==== Passage provided
NaJoWriMo28 - Cute pups
Nov 28, 2011
There's a coastal nature reserve at Donna Nook on the Humber estuary in North East Lincolnshire that's worth a visit at any time for a bracing walk and a bit of bird spotting on the dunes. At this time of year it becomes very busy, when the grey seals come inshore to give birth to their pups. So far this year, around 1300 pups have been born on the dunes. With all those pups plus the adult females and the big breeding males flolloping about on the sand, that's a lot of seals, making a lot of noise. The seal pups are enormously appealing and attract a huge number of visitors to this small stretch of coast during November.
Donna Nook has one of the biggest grey seal colonies in England and it's definitely the most accessible I know of. There are often fluffy white baby seals staring up from just the other side of the observation fence. It's a great privilege to be able to get so close to them and observe everyday behaviour such as the very young pups suckling, the older pups and adult seals lounging about on the sand, the big males fighting off any intruders. Did I mention the young pups are very cute with their fluffy white fur and big dark eyes?
========
» **What is expected**
Using the post about the Donna Nook seals, explain why the reserve becomes very busy in November.
==== Data shown
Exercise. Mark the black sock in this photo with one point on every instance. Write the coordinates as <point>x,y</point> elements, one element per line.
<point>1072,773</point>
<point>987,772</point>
========
» **Answer to this exercise**
At that time of year, grey seals come inshore to Donna Nook to give birth to their pups, so the dunes fill with pups, adult females and breeding males. The pups are enormously appealing and draw a huge number of visitors to that small stretch of coast during November.